* [What is expected]:
Extract the records below word for word and ignore the images.

* [Source records]:
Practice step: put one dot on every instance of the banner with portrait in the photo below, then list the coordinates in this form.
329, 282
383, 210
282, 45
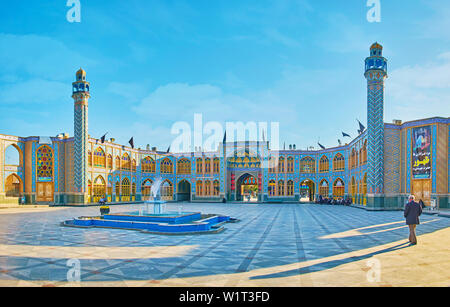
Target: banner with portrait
421, 152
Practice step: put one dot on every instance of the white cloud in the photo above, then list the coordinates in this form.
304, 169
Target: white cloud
39, 57
419, 91
35, 91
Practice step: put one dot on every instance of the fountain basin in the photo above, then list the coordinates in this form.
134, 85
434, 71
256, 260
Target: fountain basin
188, 223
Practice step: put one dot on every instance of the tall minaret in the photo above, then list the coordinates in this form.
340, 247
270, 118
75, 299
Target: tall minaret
376, 74
81, 98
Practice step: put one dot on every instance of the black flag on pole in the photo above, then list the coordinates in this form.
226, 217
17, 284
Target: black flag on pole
361, 127
103, 138
131, 142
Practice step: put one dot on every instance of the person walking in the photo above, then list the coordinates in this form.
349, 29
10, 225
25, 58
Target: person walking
412, 212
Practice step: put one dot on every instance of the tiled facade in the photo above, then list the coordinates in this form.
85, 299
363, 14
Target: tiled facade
376, 167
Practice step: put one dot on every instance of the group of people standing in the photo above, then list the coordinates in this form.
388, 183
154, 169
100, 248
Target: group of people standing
333, 201
412, 212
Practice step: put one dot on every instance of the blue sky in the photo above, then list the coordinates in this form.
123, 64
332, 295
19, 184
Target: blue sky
153, 63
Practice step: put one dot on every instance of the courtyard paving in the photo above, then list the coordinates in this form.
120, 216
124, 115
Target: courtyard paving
272, 245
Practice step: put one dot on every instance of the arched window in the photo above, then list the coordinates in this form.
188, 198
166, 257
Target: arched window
99, 189
272, 165
13, 156
307, 165
207, 188
338, 188
353, 188
148, 165
126, 163
110, 188
166, 166
146, 189
184, 167
216, 167
13, 186
324, 164
364, 185
89, 188
117, 189
89, 158
109, 162
199, 188
126, 189
290, 188
45, 163
133, 190
281, 165
199, 166
216, 188
280, 188
290, 165
364, 153
167, 190
99, 158
338, 163
323, 188
272, 187
207, 165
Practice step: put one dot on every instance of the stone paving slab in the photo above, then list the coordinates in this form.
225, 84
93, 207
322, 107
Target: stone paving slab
272, 245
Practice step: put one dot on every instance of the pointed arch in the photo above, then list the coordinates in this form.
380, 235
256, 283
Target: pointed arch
44, 163
338, 163
216, 188
146, 189
125, 189
13, 186
13, 155
280, 189
109, 164
99, 157
167, 190
290, 188
199, 188
99, 189
216, 165
324, 188
290, 165
148, 165
308, 165
183, 167
338, 188
199, 165
272, 187
324, 164
126, 162
166, 166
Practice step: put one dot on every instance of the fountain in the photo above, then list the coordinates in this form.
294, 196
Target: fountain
152, 217
156, 203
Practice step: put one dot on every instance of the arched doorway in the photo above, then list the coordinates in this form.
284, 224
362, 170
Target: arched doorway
307, 191
13, 186
247, 188
99, 189
184, 191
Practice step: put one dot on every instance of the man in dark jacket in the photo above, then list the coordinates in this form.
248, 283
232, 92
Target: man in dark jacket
412, 212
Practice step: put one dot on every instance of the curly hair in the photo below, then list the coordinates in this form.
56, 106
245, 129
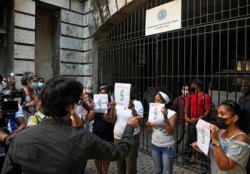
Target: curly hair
57, 93
235, 109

* [Full solution]:
Practice step: put one dot on every instance of the banner with portrait in the photo below, then list the coordinates in this form.
329, 282
383, 210
282, 45
Target: banner with portrait
421, 152
Practice step: put one dot on every instance of the white cloud in the photo above, then list the coordinates in this form.
304, 169
Target: white cloud
39, 57
419, 91
35, 91
Practice step: put one dot on every instance of the fountain basin in the photo above, then list the coordinates in this form.
134, 85
434, 71
256, 260
Target: fountain basin
188, 223
Practice step: put one dot on every instance of the tall minaret in the photo above, then list the coordinates in this form.
340, 247
270, 118
75, 299
Target: tall minaret
376, 74
81, 98
Practice step: put one dot on every instance of the black flag on pole in the photo above, then list the coordinates in this form.
226, 217
17, 284
Target: black flag on pole
361, 127
103, 138
131, 142
Practice step: put one dot on every instance of the person walking in the photo above, then list the coordinates in this form.
349, 29
10, 225
25, 58
Target: person walking
412, 212
Practice step: put one dot on every instance of the tiled facade in the photo above, then list the coordinates in this form.
85, 299
363, 14
Target: tiled facade
376, 167
Practice step: put one dot on every instance of the group of people standing in the photo above, then list the coordinates in this form.
388, 183
154, 169
100, 248
Target: group of people standing
333, 201
412, 212
Practice step: put one dot on every instance of the blue sky in the photo above, then list the coordinates in this form.
123, 64
332, 295
19, 184
Target: blue sky
153, 63
Practice step: put one dot on every instance of the courtyard paving in the photo above, then list the coordinates in this form.
120, 216
124, 115
Target: courtyard paving
272, 245
Practice step: put one dot on every instance of the arched window in the photo above, then list the coordinates in this form.
188, 198
166, 257
Target: arched window
99, 189
272, 165
13, 156
307, 165
207, 188
338, 188
353, 188
148, 165
126, 163
110, 188
166, 166
146, 189
184, 167
216, 167
13, 186
324, 164
364, 185
89, 188
117, 189
89, 158
109, 162
199, 188
126, 189
290, 188
45, 163
133, 190
281, 165
199, 166
216, 188
280, 188
290, 165
364, 153
167, 190
99, 158
338, 163
323, 188
272, 187
207, 165
Practice step: put one dot on every instance of the stone paving slab in the photo above, then list the coordinates in this form.
225, 84
93, 207
322, 107
Target: stone paving slab
272, 245
Practice step: put one dot on every instance of the pointed arch in the photo above, then list the coordinates in this form.
380, 235
256, 283
Target: pointed arch
44, 163
338, 163
216, 188
146, 189
125, 189
13, 186
13, 155
280, 189
109, 164
99, 157
167, 190
290, 188
199, 188
99, 189
216, 165
324, 188
290, 165
148, 165
308, 165
183, 167
338, 188
199, 165
272, 187
324, 164
126, 162
166, 166
Practice step: put one dot on every instance of the fountain in the photo above, then list the coordinates in this form.
294, 196
Target: fountain
152, 217
156, 203
Practice step: put one dot on every instance of the arched doorway in the photo above, then list the coordinates in this form.
284, 224
362, 170
Target: arched doorway
307, 191
13, 186
247, 188
99, 189
184, 191
Practice step: put one dot on every instance of the man in dark jacket in the photo above, then list the coordinates in this form.
248, 283
232, 92
Target: man in dark jacket
412, 212
Practice step: put one dot on every instance of the curly hair in the photo below, then list the coordinates in this form.
56, 106
245, 129
Target: curly hair
57, 93
235, 109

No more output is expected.